> _Exercise details_
Below is a listing; repeat exactly the lines from the one containing "Target: tarmac road" to the one containing "of the grass", both included.

> _Information given_
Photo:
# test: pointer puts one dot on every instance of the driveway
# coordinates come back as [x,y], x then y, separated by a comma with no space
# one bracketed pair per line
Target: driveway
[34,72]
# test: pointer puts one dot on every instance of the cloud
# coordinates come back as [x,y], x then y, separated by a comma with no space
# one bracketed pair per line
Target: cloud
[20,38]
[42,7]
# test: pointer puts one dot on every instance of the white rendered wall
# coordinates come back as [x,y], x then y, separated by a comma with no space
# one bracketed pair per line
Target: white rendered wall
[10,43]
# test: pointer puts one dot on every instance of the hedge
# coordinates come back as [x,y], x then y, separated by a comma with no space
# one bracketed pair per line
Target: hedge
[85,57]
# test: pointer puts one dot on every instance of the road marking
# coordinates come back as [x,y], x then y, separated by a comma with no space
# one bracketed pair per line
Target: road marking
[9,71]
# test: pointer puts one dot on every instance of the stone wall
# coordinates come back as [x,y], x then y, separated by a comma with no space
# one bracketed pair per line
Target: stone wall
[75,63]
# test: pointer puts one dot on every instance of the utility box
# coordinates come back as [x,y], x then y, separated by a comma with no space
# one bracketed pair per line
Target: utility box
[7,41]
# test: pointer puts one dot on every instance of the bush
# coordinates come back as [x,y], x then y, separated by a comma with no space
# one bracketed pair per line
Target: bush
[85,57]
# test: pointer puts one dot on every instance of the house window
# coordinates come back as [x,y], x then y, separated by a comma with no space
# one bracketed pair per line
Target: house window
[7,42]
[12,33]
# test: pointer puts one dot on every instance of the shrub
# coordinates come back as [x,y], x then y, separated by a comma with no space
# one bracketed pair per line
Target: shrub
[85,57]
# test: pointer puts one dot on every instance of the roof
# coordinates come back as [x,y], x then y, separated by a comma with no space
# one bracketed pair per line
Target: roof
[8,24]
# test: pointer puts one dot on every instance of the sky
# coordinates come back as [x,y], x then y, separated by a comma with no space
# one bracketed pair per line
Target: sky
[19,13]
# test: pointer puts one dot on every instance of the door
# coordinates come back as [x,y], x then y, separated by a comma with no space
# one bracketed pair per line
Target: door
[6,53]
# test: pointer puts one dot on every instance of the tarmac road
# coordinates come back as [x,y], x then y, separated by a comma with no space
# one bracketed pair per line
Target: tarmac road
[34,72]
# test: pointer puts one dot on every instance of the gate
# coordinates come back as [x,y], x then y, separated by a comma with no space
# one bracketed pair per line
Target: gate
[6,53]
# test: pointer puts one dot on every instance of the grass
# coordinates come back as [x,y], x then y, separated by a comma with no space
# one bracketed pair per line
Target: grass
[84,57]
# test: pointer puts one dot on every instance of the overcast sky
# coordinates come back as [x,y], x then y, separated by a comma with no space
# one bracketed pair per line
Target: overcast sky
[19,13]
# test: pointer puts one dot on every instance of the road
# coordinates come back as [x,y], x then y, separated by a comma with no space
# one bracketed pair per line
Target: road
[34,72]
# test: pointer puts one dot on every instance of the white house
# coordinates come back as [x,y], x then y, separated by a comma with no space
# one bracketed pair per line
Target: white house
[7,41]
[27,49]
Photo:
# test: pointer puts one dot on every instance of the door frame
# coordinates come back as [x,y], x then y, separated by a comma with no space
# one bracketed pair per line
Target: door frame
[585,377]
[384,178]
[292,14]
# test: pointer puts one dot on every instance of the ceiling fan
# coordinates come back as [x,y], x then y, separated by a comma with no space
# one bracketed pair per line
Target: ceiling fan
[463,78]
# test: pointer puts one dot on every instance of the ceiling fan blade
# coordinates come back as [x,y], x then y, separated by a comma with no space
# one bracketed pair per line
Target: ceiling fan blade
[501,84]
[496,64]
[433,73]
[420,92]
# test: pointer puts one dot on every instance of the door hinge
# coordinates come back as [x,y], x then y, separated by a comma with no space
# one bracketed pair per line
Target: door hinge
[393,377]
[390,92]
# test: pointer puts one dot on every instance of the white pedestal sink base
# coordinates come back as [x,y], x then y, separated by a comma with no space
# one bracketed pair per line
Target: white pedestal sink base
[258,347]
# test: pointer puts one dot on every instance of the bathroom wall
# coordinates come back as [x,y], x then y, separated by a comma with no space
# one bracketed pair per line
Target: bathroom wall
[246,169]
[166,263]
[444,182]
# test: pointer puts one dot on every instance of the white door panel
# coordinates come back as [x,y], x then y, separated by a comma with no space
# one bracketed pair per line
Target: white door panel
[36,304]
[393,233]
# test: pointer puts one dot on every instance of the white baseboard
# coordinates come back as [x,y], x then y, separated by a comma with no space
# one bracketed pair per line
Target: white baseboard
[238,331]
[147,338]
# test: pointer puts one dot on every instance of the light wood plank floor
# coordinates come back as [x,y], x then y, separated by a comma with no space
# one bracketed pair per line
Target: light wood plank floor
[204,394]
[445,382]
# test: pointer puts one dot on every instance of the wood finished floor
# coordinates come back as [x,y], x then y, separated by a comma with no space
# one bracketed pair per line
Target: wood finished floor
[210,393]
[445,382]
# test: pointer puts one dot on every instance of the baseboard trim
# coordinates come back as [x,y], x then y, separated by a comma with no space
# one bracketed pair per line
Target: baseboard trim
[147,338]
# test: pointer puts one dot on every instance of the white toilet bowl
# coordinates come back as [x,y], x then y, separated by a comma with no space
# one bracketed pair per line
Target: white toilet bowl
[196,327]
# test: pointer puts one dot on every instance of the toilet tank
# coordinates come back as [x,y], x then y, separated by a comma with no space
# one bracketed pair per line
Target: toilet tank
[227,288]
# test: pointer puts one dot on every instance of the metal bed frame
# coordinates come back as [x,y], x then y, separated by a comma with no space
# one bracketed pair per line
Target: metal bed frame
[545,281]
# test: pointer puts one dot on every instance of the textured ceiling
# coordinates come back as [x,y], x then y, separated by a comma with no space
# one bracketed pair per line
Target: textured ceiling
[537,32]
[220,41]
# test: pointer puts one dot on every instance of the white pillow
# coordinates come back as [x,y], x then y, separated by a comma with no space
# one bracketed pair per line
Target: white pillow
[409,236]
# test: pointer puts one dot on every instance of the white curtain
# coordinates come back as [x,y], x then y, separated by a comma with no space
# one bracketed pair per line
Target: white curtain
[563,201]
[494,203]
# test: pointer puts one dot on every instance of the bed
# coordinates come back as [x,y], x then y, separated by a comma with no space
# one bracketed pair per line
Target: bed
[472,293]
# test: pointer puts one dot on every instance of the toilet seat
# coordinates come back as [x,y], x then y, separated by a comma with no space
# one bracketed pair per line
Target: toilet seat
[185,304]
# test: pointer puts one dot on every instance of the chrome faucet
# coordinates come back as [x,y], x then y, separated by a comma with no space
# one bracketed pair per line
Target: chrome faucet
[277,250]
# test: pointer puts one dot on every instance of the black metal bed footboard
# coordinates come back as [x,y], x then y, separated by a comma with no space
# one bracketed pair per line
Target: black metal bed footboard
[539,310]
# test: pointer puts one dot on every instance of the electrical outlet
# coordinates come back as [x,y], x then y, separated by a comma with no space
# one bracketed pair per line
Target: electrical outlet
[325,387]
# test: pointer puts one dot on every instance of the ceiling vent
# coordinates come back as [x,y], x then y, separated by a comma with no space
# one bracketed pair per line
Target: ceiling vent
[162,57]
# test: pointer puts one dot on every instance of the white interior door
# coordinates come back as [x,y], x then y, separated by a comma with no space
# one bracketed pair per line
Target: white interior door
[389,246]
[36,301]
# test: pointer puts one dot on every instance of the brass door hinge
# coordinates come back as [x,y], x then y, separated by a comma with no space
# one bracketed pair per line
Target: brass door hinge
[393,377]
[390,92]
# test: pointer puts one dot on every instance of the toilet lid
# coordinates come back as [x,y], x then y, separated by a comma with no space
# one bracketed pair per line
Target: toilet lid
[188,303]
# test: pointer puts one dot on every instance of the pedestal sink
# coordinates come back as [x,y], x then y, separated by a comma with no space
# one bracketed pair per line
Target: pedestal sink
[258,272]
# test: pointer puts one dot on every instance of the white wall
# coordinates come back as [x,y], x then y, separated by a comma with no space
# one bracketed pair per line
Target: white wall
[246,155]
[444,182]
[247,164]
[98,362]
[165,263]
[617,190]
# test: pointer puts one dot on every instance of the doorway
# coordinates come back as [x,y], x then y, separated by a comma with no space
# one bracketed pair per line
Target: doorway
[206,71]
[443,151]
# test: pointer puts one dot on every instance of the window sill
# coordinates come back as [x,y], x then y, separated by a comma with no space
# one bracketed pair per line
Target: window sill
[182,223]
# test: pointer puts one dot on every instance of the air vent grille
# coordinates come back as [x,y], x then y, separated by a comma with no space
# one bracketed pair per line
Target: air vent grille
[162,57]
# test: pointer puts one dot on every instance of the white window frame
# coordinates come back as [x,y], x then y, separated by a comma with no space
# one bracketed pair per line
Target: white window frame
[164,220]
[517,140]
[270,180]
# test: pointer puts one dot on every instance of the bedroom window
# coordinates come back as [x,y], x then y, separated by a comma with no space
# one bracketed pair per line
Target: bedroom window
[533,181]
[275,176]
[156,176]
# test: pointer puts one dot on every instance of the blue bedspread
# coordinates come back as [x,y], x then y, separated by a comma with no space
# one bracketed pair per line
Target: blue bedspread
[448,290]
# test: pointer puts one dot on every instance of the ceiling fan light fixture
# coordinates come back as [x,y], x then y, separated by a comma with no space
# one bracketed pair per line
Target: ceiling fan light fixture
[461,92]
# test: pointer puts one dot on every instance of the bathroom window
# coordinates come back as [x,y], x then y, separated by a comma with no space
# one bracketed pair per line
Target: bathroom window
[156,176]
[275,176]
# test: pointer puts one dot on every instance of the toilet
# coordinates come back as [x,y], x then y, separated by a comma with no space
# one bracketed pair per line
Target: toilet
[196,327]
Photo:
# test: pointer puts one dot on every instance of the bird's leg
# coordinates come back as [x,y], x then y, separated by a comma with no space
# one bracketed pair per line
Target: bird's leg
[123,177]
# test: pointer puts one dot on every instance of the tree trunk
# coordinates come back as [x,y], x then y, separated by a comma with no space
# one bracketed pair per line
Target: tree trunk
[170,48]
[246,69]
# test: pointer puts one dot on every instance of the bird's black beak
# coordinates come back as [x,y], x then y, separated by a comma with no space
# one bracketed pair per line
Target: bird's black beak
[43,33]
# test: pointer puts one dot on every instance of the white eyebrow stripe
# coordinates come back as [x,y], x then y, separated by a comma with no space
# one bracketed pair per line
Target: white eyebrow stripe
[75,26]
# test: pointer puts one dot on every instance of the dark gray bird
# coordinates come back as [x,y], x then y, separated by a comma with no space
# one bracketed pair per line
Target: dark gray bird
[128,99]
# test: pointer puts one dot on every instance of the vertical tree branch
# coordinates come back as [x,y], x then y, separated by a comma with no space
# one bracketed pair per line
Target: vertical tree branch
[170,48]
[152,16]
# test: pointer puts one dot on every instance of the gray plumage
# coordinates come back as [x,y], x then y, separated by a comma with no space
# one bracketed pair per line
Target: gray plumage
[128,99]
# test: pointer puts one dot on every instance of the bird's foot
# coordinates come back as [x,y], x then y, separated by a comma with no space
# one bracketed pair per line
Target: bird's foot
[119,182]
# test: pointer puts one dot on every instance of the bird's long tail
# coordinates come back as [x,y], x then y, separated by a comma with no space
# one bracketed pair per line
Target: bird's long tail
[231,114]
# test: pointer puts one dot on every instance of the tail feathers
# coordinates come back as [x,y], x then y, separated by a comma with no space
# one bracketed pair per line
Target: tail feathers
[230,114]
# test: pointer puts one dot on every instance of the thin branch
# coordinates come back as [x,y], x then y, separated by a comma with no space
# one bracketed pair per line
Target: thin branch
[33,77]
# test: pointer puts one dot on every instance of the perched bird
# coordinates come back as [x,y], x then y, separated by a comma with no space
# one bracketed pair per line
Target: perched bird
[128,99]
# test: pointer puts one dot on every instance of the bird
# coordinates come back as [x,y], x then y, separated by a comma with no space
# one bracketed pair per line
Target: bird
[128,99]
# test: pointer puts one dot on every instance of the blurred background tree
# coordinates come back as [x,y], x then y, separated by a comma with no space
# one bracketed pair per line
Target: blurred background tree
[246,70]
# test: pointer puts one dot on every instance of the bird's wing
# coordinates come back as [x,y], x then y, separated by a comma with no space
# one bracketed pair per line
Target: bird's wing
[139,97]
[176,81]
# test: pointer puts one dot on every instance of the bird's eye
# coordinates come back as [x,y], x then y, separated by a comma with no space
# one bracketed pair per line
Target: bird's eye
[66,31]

> _Output of the exercise_
Target: tarmac road
[34,72]
# test: pointer puts one dot on every instance of the gate
# coordinates come back as [x,y], x then y, separated by a comma with no space
# one bracketed pair per line
Target: gate
[6,53]
# test: pointer puts one dot on every instance of the grass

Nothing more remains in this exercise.